What this task involves:
Once the pictures are set aside, print the records that follow exactly as written.

Material shown:
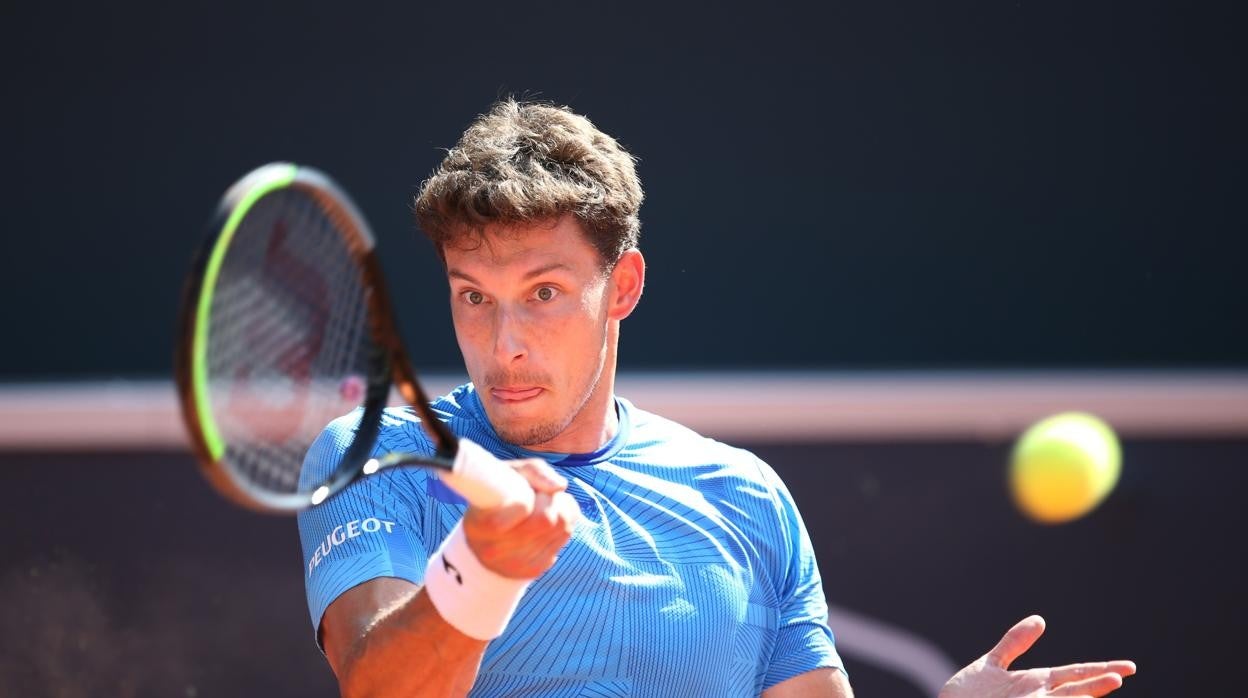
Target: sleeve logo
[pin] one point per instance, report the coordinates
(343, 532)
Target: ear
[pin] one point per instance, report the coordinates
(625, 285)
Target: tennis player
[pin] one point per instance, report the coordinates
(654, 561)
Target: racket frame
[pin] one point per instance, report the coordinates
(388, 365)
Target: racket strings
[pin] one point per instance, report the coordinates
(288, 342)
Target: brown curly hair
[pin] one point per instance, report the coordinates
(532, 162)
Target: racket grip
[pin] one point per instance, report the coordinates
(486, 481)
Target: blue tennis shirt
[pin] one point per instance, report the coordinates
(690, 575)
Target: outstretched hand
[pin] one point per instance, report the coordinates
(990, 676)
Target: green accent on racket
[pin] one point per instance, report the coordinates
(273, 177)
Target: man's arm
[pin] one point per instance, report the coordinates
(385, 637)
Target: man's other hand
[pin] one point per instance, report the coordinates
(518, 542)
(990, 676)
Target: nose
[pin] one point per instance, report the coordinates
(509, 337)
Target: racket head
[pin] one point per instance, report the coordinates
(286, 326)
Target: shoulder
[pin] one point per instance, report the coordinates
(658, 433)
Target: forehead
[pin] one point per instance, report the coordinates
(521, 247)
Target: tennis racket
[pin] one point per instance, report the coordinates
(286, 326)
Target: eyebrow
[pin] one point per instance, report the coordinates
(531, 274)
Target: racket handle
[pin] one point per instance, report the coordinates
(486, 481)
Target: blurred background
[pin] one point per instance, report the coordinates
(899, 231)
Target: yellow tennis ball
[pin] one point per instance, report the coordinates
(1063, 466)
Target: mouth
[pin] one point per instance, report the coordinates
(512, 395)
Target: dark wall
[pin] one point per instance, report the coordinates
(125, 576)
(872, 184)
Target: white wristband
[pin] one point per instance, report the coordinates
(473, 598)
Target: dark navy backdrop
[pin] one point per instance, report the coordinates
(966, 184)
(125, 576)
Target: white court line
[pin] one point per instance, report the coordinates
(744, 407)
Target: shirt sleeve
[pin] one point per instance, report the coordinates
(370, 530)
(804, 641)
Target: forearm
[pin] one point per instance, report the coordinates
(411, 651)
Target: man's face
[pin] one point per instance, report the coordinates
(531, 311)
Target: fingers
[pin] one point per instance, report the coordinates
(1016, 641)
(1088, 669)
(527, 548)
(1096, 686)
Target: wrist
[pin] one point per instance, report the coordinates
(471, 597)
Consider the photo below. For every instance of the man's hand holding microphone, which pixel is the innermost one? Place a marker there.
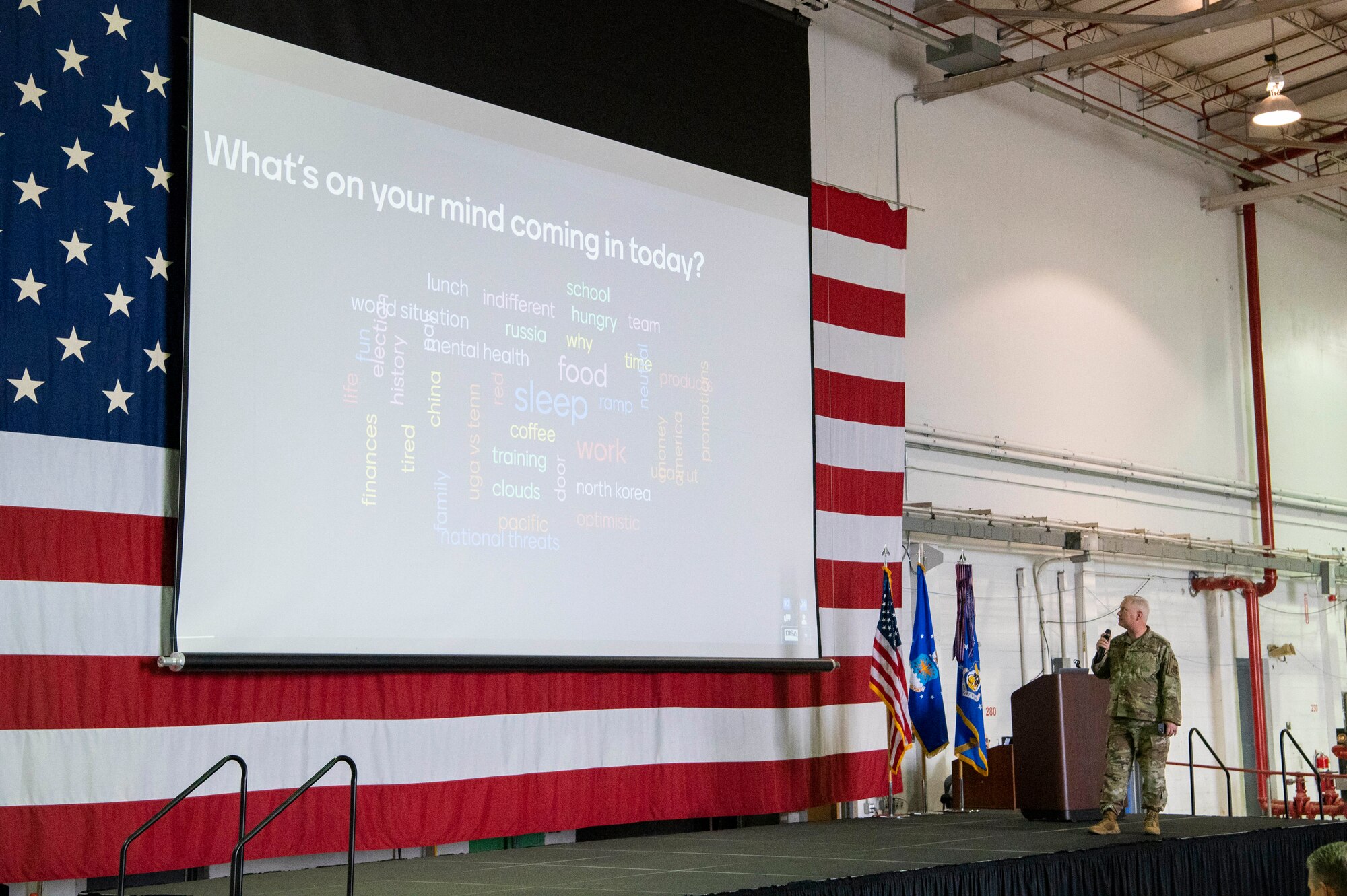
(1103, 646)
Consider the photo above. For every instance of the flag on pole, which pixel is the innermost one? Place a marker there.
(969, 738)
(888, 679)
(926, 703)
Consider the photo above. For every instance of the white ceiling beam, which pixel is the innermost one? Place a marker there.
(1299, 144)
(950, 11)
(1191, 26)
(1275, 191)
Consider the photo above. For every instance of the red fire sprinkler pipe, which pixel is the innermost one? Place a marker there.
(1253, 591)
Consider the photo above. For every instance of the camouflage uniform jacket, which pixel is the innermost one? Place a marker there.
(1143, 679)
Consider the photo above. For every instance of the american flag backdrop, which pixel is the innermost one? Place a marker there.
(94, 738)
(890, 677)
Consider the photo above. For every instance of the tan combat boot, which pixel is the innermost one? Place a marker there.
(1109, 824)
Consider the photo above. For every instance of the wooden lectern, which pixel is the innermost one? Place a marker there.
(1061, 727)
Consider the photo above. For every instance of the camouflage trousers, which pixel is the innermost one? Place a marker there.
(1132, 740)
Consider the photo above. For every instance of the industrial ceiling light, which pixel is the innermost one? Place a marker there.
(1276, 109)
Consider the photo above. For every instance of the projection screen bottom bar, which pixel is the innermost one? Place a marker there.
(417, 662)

Output of the task:
Target: sleeve logo
[pin] one point per instance, report the coordinates
(343, 532)
Target: ear
[pin] one point per instance, report the coordinates
(625, 285)
Target: tennis player
[pin] one point per instance, report the coordinates
(654, 561)
Target: racket frame
[pin] one point per instance, report the coordinates
(388, 365)
Target: racket strings
[pin] one point per instance, report the coordinates
(288, 342)
Target: brown curly hair
[pin] one point per instance, report the coordinates
(532, 162)
Target: racket grip
[pin] one point per instance, report the coordinates
(486, 481)
Target: blue tennis shirt
[pin] one point per instance, report the coordinates
(690, 575)
Target: outstretched hand
[pin] one point per instance, report the coordinates
(990, 676)
Target: green accent on racket
[pin] one point per instance, report the coordinates
(273, 177)
Target: man's arm
[pin] one point per instance, report the coordinates
(385, 637)
Target: man's other hand
[pin] one point per instance, report the coordinates
(518, 542)
(990, 676)
Target: nose
[pin] one point per instance, report the coordinates
(509, 337)
Target: racket head
[pin] one point per instance, report the coordinates
(286, 326)
Target: shoulder
[pin] one point per instance, report the coordinates
(658, 433)
Target: forehead
[pin] one point per instance, report the coordinates
(521, 247)
Target: tennis racket
[pin] one point per instance, report the coordinates
(286, 326)
Target: eyebrow
[pin] one point per instance, report the coordinates
(531, 274)
Target: racket handle
[pin] one point per instance, report the coordinates
(486, 481)
Target: blurred background
[pin] one point per instance, report the coordinates
(899, 231)
Target: yellow tennis ball
[pin] one point per instance, report the coordinates
(1063, 466)
Target: mouth
[pin] one point per instance, report the coordinates
(512, 395)
Target: dark wall
[pin] one point per instance, report the coordinates
(125, 576)
(872, 184)
Target: white wristband
[pin] one point per instance, report the coordinates
(473, 598)
Target: dark navy backdrop
[pin] one point per instance, report the coordinates
(966, 184)
(125, 576)
Target: white court line
[pin] one point per instance, report the coordinates
(744, 407)
Target: shirt sleeve
[pin] one point per instance, report the coordinates
(370, 530)
(804, 641)
Target: forearm
[pin] one point per instance, report the coordinates
(411, 651)
Target: man's face
[pin] one point per instance, report the coordinates
(531, 311)
Target: fingers
[pin] one point per instance, report the coordinates
(1016, 641)
(1088, 669)
(527, 548)
(1096, 686)
Target: wrist
[pin] one point per instance, report the coordinates
(471, 597)
Consider the photo below. For every instance of the man's hand holding microphone, which pixel is the innermost one? Place a marker there.
(1103, 646)
Consider the photo above. For every instance of the flag on pole, which pixel is the innermost one? Place a marker there.
(969, 738)
(888, 679)
(926, 703)
Consider the photo above. For every instance of the white ceiling beam, which pixel is the innermost one? Place a marker there.
(1299, 144)
(950, 11)
(1191, 26)
(1275, 191)
Consider the photo above. For every instance of the red fire sprinkler pipe, which pixel is the innermost one? Place a marker there.
(1253, 591)
Consider the photo above. For every instance of the camouflage uniform jacket, which pixel is the innermost one? Place a marker there.
(1143, 679)
Consider the photo above. For every instance of the american flag backdrop, which pixel is the innermost one? Place a marker there.
(94, 738)
(890, 677)
Consider the photo above. For every instance of the tan combat boot, which pixel is the innermost one? Place a marker there.
(1109, 824)
Consider the photo above. For every instance of the wooden lectern, which pixel is the innermost one? Place a marker there.
(1061, 727)
Consider the photo above. For every instance of the camouflage trousers, which pixel is the innermost one? Place a marker there.
(1132, 740)
Consider the photo above. For every instance of the industrial ceiling light, which pixel is the innermost one? Place a marker there.
(1276, 109)
Consider the photo above. For every instance of the projection screen bottom bar, which pixel is the innermost one? Place a marker there.
(417, 662)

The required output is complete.